**** DATA FOR THE TASK ****

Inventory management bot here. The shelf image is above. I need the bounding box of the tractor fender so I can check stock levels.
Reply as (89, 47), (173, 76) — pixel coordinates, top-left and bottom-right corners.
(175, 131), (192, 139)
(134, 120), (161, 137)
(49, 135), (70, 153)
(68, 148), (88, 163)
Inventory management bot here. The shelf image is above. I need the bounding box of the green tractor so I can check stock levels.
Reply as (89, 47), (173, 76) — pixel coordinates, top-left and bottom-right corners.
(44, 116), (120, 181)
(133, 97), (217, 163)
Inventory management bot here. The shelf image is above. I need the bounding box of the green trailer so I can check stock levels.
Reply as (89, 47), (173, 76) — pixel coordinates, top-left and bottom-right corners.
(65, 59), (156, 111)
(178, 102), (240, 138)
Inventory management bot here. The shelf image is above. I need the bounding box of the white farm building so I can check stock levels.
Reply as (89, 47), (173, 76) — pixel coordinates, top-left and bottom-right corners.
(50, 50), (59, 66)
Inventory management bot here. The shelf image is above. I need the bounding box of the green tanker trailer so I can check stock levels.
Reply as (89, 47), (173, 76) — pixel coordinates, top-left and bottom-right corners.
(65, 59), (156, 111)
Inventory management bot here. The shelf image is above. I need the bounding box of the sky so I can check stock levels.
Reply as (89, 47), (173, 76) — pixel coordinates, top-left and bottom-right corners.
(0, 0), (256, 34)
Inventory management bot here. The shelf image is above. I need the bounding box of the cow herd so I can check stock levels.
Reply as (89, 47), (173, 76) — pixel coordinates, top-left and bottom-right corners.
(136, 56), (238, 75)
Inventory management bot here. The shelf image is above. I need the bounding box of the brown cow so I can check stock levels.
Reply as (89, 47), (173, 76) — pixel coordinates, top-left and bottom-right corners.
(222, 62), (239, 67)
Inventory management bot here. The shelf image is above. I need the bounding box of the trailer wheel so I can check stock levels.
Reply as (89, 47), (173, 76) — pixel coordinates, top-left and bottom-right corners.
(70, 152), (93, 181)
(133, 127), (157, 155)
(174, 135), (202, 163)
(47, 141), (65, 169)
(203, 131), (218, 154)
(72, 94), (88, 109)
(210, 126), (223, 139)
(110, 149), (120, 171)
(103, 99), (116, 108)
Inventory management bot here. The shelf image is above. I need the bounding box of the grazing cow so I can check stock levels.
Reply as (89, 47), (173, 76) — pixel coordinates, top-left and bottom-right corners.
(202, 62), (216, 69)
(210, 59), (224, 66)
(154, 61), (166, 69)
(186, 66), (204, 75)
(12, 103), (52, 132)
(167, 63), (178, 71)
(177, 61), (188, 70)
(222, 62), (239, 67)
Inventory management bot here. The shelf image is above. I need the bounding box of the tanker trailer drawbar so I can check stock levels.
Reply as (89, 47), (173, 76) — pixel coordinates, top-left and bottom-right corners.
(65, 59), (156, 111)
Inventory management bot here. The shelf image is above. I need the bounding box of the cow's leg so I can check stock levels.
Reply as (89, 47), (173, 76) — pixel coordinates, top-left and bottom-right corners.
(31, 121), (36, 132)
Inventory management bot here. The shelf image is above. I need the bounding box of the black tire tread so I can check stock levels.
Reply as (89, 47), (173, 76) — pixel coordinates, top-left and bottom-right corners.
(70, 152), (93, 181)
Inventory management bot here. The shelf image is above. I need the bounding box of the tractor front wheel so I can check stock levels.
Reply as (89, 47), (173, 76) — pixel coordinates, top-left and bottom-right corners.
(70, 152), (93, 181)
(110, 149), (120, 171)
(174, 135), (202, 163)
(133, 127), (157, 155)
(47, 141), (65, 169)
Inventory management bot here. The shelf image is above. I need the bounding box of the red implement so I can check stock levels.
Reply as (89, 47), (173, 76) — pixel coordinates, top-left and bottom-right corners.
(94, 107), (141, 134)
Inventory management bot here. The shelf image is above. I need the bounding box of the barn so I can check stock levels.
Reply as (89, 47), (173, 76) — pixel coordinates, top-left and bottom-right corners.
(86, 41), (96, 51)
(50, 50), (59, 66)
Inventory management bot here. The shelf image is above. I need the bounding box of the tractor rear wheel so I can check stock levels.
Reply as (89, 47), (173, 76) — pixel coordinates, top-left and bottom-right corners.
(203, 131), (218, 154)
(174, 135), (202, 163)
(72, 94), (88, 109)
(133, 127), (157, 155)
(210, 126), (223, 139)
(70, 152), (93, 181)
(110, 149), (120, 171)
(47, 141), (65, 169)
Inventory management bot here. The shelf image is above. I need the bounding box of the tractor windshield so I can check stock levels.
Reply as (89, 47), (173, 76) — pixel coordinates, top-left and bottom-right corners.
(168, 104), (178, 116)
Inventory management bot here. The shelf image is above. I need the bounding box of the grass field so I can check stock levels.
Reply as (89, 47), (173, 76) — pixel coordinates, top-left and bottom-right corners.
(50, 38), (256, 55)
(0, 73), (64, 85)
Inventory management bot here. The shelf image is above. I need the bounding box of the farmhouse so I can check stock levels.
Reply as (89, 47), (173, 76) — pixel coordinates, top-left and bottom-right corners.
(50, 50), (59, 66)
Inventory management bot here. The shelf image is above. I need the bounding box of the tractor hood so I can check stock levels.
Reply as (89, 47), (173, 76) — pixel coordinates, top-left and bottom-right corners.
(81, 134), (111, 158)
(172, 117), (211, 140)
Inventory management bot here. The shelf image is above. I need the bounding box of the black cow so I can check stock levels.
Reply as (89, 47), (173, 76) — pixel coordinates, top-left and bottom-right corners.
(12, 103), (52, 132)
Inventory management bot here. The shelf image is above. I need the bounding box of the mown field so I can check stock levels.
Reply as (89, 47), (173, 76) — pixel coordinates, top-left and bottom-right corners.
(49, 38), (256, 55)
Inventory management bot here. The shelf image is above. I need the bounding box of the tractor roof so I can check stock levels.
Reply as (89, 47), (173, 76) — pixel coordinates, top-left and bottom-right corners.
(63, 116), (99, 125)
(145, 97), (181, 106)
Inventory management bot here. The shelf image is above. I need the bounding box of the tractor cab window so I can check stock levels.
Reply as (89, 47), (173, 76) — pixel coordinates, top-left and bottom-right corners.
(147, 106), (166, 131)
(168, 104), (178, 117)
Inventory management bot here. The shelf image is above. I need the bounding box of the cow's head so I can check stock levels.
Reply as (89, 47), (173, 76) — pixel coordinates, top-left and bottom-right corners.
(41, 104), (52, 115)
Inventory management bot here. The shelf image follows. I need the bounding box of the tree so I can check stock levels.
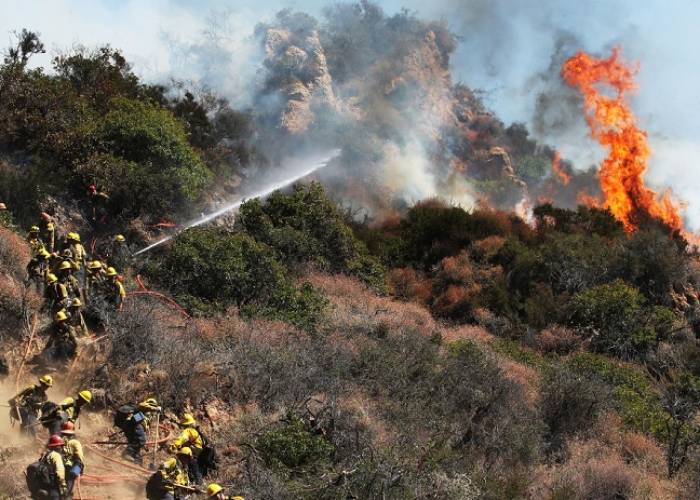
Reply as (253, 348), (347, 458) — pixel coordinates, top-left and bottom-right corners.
(569, 279), (678, 358)
(5, 29), (46, 67)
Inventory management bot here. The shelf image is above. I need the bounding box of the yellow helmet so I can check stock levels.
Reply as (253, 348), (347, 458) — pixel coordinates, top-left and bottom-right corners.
(180, 413), (197, 427)
(207, 483), (224, 497)
(78, 391), (92, 403)
(139, 398), (160, 411)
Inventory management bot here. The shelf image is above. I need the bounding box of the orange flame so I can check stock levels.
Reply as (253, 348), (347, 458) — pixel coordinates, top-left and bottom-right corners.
(561, 49), (683, 231)
(552, 151), (571, 186)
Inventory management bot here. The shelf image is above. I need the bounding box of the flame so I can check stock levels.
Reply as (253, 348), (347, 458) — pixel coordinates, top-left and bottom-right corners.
(552, 151), (571, 186)
(561, 49), (683, 231)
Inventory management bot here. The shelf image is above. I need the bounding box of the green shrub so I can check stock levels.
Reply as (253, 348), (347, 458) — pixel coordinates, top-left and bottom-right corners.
(539, 367), (607, 452)
(257, 417), (334, 469)
(150, 228), (327, 330)
(400, 201), (511, 269)
(90, 97), (212, 216)
(238, 183), (385, 290)
(567, 353), (668, 437)
(568, 279), (677, 358)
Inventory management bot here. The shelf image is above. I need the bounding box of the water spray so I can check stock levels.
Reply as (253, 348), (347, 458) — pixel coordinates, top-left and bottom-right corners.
(134, 150), (340, 256)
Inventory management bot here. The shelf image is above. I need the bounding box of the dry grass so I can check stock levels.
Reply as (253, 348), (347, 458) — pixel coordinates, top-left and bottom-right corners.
(535, 325), (583, 355)
(388, 267), (433, 304)
(305, 274), (439, 336)
(530, 414), (680, 500)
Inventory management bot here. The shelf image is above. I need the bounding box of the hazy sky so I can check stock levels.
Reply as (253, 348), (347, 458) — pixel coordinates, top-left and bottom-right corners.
(0, 0), (700, 229)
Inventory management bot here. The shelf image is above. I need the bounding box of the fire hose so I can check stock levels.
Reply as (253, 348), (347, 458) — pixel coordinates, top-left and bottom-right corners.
(15, 313), (37, 391)
(91, 424), (174, 446)
(127, 274), (191, 319)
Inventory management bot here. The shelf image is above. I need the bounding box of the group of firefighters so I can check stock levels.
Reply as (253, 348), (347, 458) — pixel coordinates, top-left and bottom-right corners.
(0, 204), (243, 500)
(26, 212), (130, 359)
(8, 375), (243, 500)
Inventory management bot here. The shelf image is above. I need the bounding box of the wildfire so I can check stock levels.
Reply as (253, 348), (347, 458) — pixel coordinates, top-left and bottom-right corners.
(552, 151), (571, 186)
(564, 49), (683, 231)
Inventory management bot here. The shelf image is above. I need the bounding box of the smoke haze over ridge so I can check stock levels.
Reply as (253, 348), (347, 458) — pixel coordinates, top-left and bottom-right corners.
(0, 0), (700, 229)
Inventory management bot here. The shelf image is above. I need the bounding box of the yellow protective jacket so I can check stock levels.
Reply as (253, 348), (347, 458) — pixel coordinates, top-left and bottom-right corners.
(46, 450), (66, 490)
(27, 238), (44, 257)
(70, 243), (87, 269)
(160, 457), (190, 493)
(170, 427), (204, 455)
(45, 282), (68, 303)
(58, 274), (80, 297)
(63, 439), (85, 468)
(58, 397), (80, 422)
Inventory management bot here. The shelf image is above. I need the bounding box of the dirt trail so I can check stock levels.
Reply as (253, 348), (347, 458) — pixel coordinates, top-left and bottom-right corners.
(0, 375), (168, 500)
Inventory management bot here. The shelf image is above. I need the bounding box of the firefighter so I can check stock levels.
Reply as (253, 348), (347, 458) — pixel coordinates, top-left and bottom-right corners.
(67, 233), (87, 270)
(68, 297), (90, 337)
(25, 248), (51, 291)
(58, 260), (80, 297)
(106, 234), (131, 269)
(8, 375), (53, 436)
(105, 267), (126, 309)
(170, 413), (204, 484)
(207, 483), (244, 500)
(61, 421), (85, 498)
(0, 203), (12, 227)
(44, 273), (68, 312)
(45, 309), (78, 359)
(27, 226), (44, 255)
(41, 390), (92, 434)
(40, 212), (56, 253)
(120, 398), (161, 465)
(45, 434), (70, 500)
(159, 446), (193, 500)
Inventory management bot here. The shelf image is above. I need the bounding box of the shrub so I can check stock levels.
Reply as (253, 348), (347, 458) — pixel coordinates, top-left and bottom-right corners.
(535, 325), (582, 355)
(539, 367), (607, 453)
(151, 228), (325, 329)
(388, 267), (433, 304)
(432, 252), (501, 321)
(569, 280), (656, 358)
(567, 353), (668, 437)
(80, 97), (211, 217)
(400, 201), (511, 270)
(238, 183), (384, 290)
(257, 417), (333, 468)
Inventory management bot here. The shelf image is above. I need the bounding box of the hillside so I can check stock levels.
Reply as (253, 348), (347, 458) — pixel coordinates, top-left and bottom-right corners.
(0, 2), (700, 500)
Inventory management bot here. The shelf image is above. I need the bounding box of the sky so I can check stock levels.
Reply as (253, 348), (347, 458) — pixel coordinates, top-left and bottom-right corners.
(0, 0), (700, 230)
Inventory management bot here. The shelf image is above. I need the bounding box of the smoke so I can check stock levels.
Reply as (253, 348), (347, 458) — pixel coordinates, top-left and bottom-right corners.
(0, 0), (700, 228)
(421, 0), (700, 230)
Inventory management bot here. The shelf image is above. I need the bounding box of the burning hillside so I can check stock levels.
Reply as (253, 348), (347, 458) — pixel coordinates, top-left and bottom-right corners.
(562, 49), (683, 231)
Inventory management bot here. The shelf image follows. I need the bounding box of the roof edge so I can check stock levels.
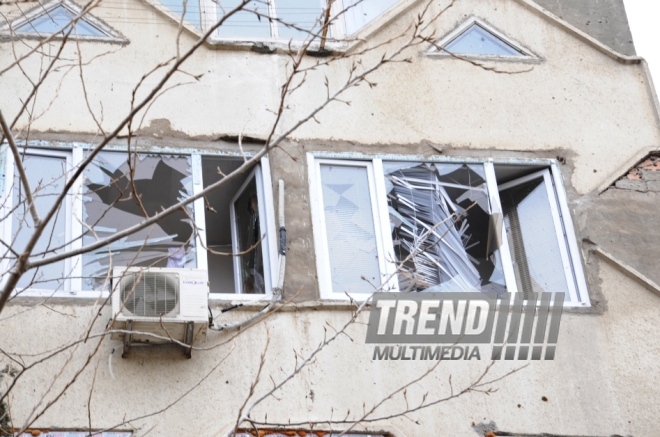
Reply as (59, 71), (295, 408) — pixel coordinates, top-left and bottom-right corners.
(518, 0), (644, 64)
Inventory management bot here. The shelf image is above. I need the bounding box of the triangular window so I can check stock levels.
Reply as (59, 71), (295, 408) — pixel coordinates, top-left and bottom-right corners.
(445, 23), (525, 56)
(15, 5), (108, 37)
(432, 17), (534, 58)
(0, 0), (128, 43)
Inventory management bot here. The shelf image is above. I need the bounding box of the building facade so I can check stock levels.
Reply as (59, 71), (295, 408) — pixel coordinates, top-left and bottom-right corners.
(0, 0), (660, 437)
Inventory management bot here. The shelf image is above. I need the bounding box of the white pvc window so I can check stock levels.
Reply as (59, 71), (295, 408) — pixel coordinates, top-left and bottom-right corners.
(160, 0), (399, 41)
(3, 149), (71, 294)
(310, 159), (396, 298)
(309, 155), (589, 305)
(0, 147), (277, 300)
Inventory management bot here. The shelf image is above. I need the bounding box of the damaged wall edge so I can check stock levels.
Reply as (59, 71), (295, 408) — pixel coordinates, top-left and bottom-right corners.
(589, 245), (660, 297)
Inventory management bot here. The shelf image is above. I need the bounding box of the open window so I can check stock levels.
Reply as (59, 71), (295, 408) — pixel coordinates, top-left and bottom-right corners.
(309, 155), (589, 305)
(82, 152), (197, 290)
(200, 156), (277, 299)
(0, 147), (277, 300)
(498, 169), (581, 302)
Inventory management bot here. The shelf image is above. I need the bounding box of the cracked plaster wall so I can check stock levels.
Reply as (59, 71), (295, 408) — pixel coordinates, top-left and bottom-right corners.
(0, 0), (660, 436)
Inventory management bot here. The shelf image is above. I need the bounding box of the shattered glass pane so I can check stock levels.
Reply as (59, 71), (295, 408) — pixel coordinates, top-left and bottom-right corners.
(500, 175), (570, 301)
(12, 155), (68, 290)
(321, 165), (381, 293)
(234, 178), (266, 294)
(383, 162), (506, 294)
(83, 152), (197, 290)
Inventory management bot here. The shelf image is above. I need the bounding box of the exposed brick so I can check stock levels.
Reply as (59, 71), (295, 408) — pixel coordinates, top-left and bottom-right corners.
(616, 179), (648, 191)
(642, 170), (660, 181)
(646, 180), (660, 192)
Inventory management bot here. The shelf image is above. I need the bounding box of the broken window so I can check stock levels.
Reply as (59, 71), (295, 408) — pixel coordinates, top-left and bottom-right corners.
(310, 159), (588, 305)
(83, 152), (197, 290)
(201, 156), (275, 295)
(0, 147), (278, 300)
(383, 163), (506, 294)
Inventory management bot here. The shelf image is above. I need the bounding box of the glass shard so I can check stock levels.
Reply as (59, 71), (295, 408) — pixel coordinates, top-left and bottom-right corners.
(383, 162), (506, 293)
(83, 152), (197, 290)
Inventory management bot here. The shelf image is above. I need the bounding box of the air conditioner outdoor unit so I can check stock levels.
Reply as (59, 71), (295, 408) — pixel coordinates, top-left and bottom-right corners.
(111, 267), (209, 356)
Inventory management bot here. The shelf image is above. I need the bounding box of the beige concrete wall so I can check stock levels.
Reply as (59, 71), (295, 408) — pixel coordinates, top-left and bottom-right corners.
(0, 0), (660, 436)
(0, 0), (660, 193)
(0, 259), (660, 436)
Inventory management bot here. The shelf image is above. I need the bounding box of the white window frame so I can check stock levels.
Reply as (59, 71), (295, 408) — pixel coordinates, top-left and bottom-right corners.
(307, 152), (590, 307)
(308, 154), (399, 300)
(0, 147), (73, 297)
(166, 0), (402, 46)
(0, 143), (279, 301)
(0, 0), (128, 44)
(426, 15), (540, 61)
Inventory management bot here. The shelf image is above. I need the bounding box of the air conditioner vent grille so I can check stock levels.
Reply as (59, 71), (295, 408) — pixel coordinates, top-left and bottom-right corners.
(120, 272), (180, 317)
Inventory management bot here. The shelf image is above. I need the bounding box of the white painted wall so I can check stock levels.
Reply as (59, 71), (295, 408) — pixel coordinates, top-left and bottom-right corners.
(0, 0), (660, 436)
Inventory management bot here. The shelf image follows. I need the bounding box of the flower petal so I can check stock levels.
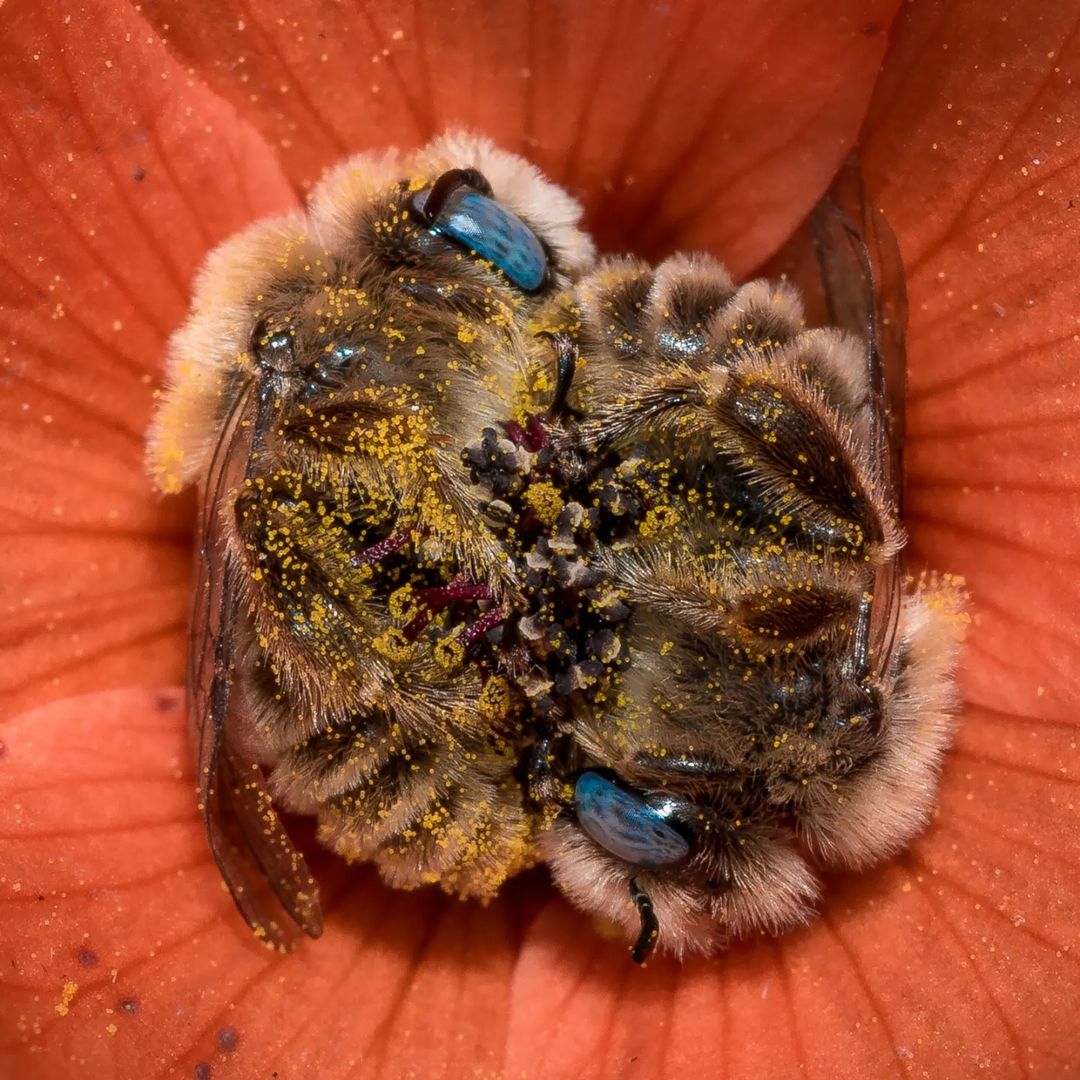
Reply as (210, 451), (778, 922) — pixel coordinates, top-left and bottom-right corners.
(0, 690), (527, 1080)
(0, 2), (292, 715)
(508, 2), (1080, 1078)
(145, 0), (897, 275)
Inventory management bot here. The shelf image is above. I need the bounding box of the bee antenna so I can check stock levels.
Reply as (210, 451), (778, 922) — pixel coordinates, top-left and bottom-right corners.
(630, 878), (660, 963)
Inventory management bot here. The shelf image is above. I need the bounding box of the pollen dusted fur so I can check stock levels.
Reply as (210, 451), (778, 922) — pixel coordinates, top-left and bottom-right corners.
(148, 133), (966, 960)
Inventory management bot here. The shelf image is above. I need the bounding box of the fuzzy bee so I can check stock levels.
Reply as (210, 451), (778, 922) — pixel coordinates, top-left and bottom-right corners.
(529, 187), (964, 961)
(149, 130), (956, 961)
(149, 135), (593, 945)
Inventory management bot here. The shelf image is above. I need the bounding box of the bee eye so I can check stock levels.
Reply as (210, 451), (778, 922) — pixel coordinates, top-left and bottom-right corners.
(573, 771), (690, 867)
(413, 168), (548, 293)
(248, 319), (296, 373)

****

# PROBLEM TO WORK ON:
Rewrite the records from the line with "windshield so I can check stock levels." up to and including the line with "(0, 73), (64, 85)", keeping the requests and their sample coordinates unchanged. Multiply every coordinate in the answers by 0.2 and round to whole numbers, with halves rounding up.

# ANSWER TO THE PROBLEM:
Inventory management bot here. The shelf image is above. I need the bounding box of the tractor windshield so I can check stock levels.
Reply as (89, 47), (173, 76) — pixel coordinates, top-left and bottom-right corners.
(34, 21), (36, 23)
Inventory management bot here. The shelf image is above. I need the bounding box of the grass field so I can check stock levels.
Reply as (89, 47), (173, 76) — pixel coordinates, top-left and bottom-right corners.
(10, 8), (51, 11)
(0, 15), (13, 17)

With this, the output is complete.